▸ Data lines:

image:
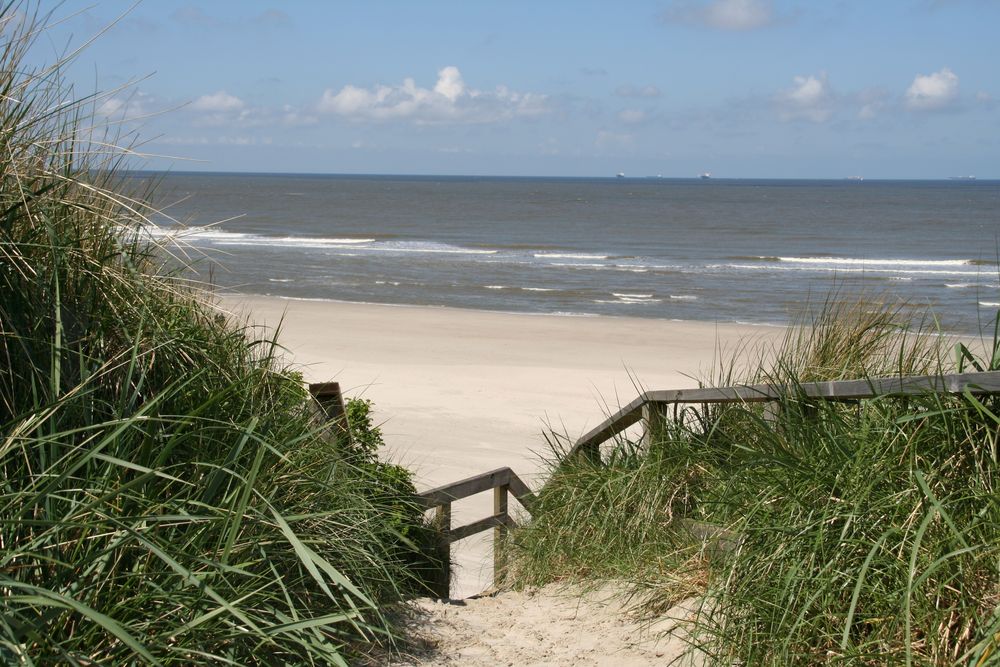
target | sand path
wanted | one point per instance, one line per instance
(551, 627)
(461, 392)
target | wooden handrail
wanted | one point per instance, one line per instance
(503, 482)
(979, 383)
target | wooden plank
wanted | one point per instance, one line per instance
(465, 487)
(977, 383)
(499, 532)
(442, 521)
(840, 390)
(616, 423)
(331, 402)
(521, 492)
(469, 529)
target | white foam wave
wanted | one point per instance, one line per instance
(849, 261)
(558, 255)
(221, 237)
(627, 301)
(841, 269)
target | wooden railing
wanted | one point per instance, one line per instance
(648, 406)
(651, 404)
(504, 482)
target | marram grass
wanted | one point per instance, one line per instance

▸ What is required: Your task is to write out the lines from the one with "target | wooden handrail" through the end of the records, exactly and with nothing added.

▸ Response for this exercise:
target | wooden handrail
wanted | one point per instance, one line per instance
(503, 482)
(979, 383)
target | wooden plank
wanted | one point per instance, one line per instance
(465, 487)
(977, 383)
(499, 532)
(442, 521)
(840, 390)
(616, 423)
(331, 402)
(521, 492)
(469, 529)
target | white foam wave
wanted | one point per instance, one line per instance
(849, 261)
(558, 255)
(221, 237)
(627, 301)
(841, 269)
target | wooden railing
wanted | one point per instance, one line per instance
(648, 406)
(651, 404)
(504, 482)
target | marram grass
wanted | one point per instance, one line per instance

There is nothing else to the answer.